Instructions for the task -
Below are records to be repeated in full. Give them exactly.

Data entries:
"""
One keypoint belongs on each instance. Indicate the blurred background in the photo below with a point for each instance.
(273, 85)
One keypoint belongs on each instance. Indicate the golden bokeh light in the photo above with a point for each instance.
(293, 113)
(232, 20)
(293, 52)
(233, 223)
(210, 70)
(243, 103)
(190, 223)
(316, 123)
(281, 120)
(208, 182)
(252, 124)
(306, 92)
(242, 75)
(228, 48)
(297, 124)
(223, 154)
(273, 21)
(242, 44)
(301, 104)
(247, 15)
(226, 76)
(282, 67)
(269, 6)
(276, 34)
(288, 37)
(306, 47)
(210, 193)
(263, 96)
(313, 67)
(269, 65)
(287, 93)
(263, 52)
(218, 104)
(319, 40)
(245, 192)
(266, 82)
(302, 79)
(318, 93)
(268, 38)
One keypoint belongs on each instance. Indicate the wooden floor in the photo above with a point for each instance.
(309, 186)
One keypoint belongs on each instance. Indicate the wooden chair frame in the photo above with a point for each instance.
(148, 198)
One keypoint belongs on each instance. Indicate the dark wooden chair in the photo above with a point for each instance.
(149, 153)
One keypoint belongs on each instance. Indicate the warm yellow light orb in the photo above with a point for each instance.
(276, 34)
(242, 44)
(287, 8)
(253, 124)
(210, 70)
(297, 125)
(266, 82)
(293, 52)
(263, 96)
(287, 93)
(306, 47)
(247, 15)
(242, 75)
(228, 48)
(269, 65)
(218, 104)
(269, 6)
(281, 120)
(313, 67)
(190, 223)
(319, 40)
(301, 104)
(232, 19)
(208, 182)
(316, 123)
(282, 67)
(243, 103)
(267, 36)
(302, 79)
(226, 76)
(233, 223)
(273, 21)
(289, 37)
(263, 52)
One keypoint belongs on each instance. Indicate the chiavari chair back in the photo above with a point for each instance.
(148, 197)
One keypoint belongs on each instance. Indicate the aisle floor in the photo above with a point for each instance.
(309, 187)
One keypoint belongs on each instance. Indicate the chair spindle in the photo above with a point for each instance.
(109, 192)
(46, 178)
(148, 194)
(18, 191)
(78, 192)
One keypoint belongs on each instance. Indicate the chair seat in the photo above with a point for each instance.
"""
Result of the task -
One keypoint belongs on each instance. Indicate the blurred background in the photo below with a point for each instance.
(273, 85)
One keypoint belongs on each instance. Indicate the golden bokeh light in the photo above with a point for each instance.
(293, 113)
(232, 20)
(293, 52)
(233, 223)
(210, 70)
(243, 103)
(190, 223)
(316, 123)
(281, 120)
(208, 182)
(252, 124)
(306, 92)
(242, 75)
(228, 48)
(297, 124)
(223, 154)
(273, 21)
(242, 44)
(301, 104)
(247, 15)
(226, 76)
(282, 67)
(269, 6)
(276, 34)
(288, 37)
(306, 47)
(210, 193)
(263, 96)
(313, 67)
(269, 65)
(287, 93)
(263, 52)
(218, 104)
(319, 40)
(245, 192)
(266, 82)
(302, 79)
(318, 93)
(268, 38)
One keypoint belongs on each instance. Indicate the wooden floor in the photo above with a point for each instance.
(309, 186)
One keypoint belongs on each instance. Indicate the wooden chair frame in the photo above with a point for each instance.
(148, 198)
One keypoint belongs on each instance. Indicate the dark wooden chair in the photo above with a point for each instance.
(149, 153)
One keypoint belongs on each instance. Indicate the warm yellow light orb in the photo above with a point for each instance.
(276, 34)
(242, 44)
(287, 8)
(253, 124)
(210, 70)
(297, 125)
(266, 82)
(293, 52)
(263, 96)
(287, 93)
(306, 47)
(247, 15)
(242, 75)
(228, 48)
(269, 65)
(218, 104)
(269, 6)
(281, 120)
(313, 67)
(190, 223)
(319, 40)
(301, 104)
(232, 19)
(208, 182)
(316, 123)
(282, 67)
(243, 103)
(267, 36)
(302, 79)
(226, 76)
(233, 223)
(273, 21)
(289, 37)
(263, 52)
One keypoint belongs on each instance. Indicate the chiavari chair back in the photo above with a point for each instance.
(148, 197)
One keypoint belongs on each instance. Indicate the aisle floor in the photo above with a point for each instance.
(309, 187)
One keypoint belongs on each instance. Indicate the chair spindle in the photo above with a point for each instance.
(109, 192)
(46, 178)
(148, 194)
(18, 191)
(78, 192)
One keypoint belongs on each instance. Indicate the chair seat in the photo above with a point for each instance.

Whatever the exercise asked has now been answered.